(a) a race-IQ HH could readily be falsified by showing an absence of a correlation between genomic race and IQ
(b) some research teams must have looked at admixture-IQ data
(c) a non-association would have been published if it was found
(d) yet no results have been published
But has anyone bothered to email around for results? I just came across the following, for example:
Akshoomoff, et al. (2014). The NIH Toolbox Cognition Battery: results from a large normative developmental sample (PING). Neuropsychology, 28(1).
Estimating the effects of sociocultural factors within a highly diverse sample such as PING is challenging. The multi-site design produced a sample in which participants came from many different ethnic communities and many had mixed backgrounds. Because genotype information was available for the PING participants, we chose to use a set of genetically derived estimates of racial ancestry to estimate effects that could reflect differences in sociocultural background...To examine and control for the influences of race/ethnicity on test performance, genetic ancestry factors (GAFs) were calculated to estimate the proportion of European, African, American Indian, East Asia, Central Asia and Oceania ancestry for each participant, based on genotype analysis (methods detailed below)...The second model included the two separate SES variables (i.e., parental education and household income) in addition to the base model; SES variables considered were highest education of the parents and annual family income, both added as linear terms. The third model added genetic ancestry factors (GAFs) as linear terms. For each pair of nested models we computed R-squared statistics and performed chi-square tests to determine whether the added terms represented a significant contribution over and above the terms already in the model...The addition of genetic ancestry factors (GAFs) to the base+SES accounts for an additional .5% to 1% of the variance over and above SES for most NTCB scores, except for Vocabulary, for which it contributes an additional 2.3%.
The authors found the genomic ancestry explained some cognitive variance (about as much as SES); however, they didn't mention if it did so independent of social racial identity. Undoubtedly, they checked -- they didn't look at the association between genomic and social race, let alone use an index of genomic race in the first place, for nothing.
My question though is: Has anyone bothered to just ask? (In this case: Was genomic ancestry an independent predictor of cognitive ability when taking into account social identity?)

▸ **PROBLEMS AND TASKS**:
(A) Reproduce word for word the part of the post on genomic ancestry and IQ between "The authors found" and "account social identity?)", inclusive.
(B) Condense the paragraph of the post on genomic ancestry and IQ that begins "The authors found the genomic ancestry" into a shorter version that keeps its main facts.

▸ **PROVIDED INFORMATION**:

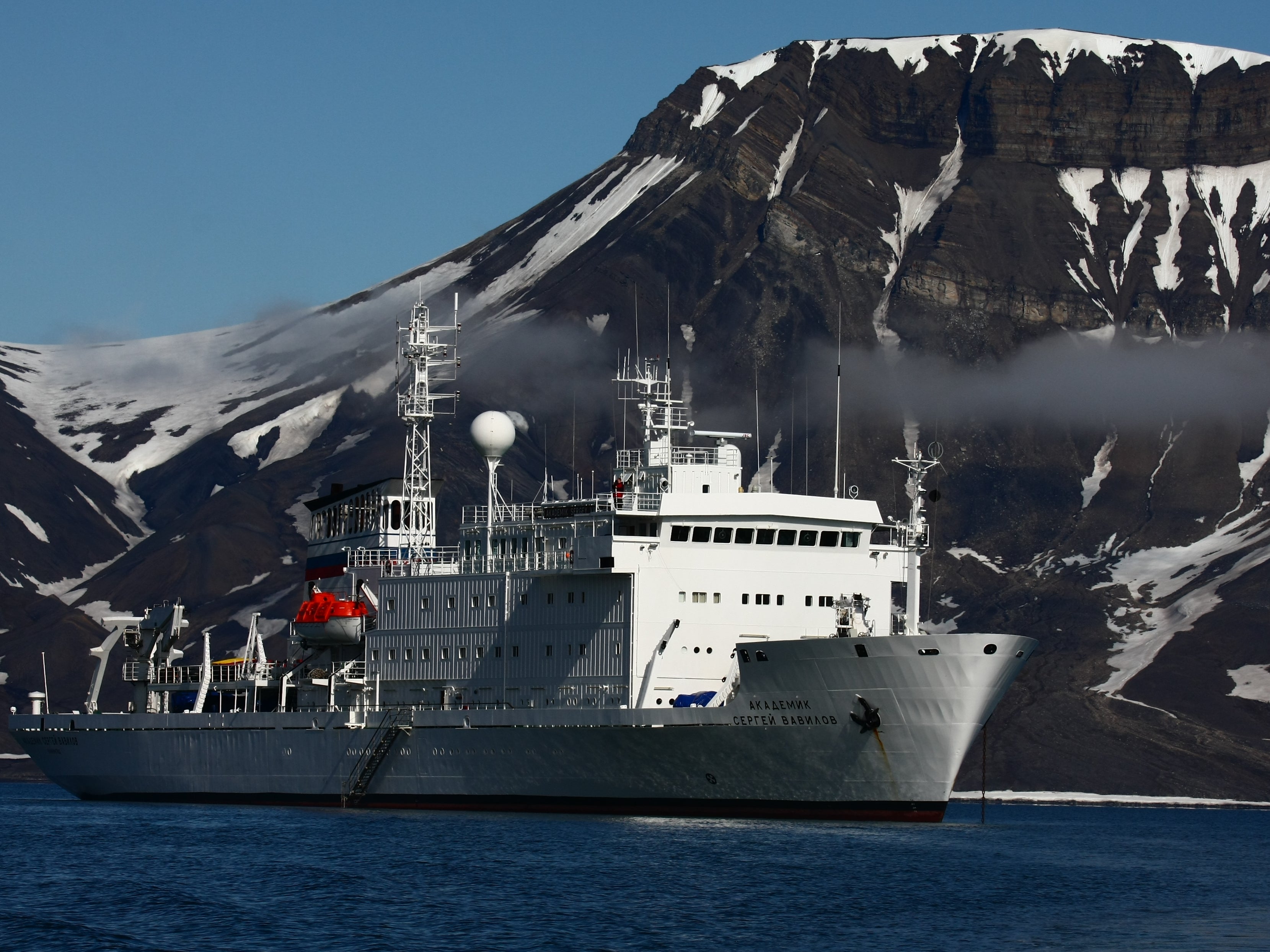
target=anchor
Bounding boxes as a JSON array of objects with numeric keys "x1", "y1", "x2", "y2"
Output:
[{"x1": 851, "y1": 694, "x2": 881, "y2": 734}]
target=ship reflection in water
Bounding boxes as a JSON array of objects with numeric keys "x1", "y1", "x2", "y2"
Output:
[{"x1": 0, "y1": 783, "x2": 1270, "y2": 952}]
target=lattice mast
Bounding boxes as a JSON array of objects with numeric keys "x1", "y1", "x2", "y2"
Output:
[
  {"x1": 892, "y1": 443, "x2": 944, "y2": 635},
  {"x1": 398, "y1": 290, "x2": 460, "y2": 551},
  {"x1": 615, "y1": 358, "x2": 692, "y2": 466}
]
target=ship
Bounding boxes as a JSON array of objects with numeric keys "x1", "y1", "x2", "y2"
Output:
[{"x1": 9, "y1": 296, "x2": 1038, "y2": 821}]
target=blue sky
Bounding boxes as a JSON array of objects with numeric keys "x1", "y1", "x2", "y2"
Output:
[{"x1": 0, "y1": 0, "x2": 1270, "y2": 343}]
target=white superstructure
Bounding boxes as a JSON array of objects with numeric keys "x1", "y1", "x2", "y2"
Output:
[{"x1": 293, "y1": 361, "x2": 935, "y2": 708}]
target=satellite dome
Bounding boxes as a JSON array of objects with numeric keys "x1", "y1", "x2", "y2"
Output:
[{"x1": 471, "y1": 410, "x2": 516, "y2": 459}]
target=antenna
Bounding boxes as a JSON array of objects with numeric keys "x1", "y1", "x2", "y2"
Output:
[
  {"x1": 635, "y1": 283, "x2": 639, "y2": 367},
  {"x1": 833, "y1": 301, "x2": 842, "y2": 499},
  {"x1": 754, "y1": 363, "x2": 763, "y2": 493},
  {"x1": 398, "y1": 282, "x2": 458, "y2": 565},
  {"x1": 790, "y1": 377, "x2": 797, "y2": 496}
]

▸ **ANSWERS PROVIDED**:
(A)
The authors found the genomic ancestry explained some cognitive variance (about as much as SES); however, they didn't mention if it did so independent of social racial identity. Undoubtedly, they checked -- they didn't look at the association between genomic and social race, let alone use an index of genomic race in the first place, for nothing.
My question though is: Has anyone bothered to just ask? (In this case: Was genomic ancestry an independent predictor of cognitive ability when taking into account social identity?)

(B) The authors found that genomic ancestry explained some cognitive variance, about as much as SES, but did not say whether it did so independently of social racial identity. The writer is certain they checked, since they looked at the link between genomic and social race and used a genomic race index for a reason.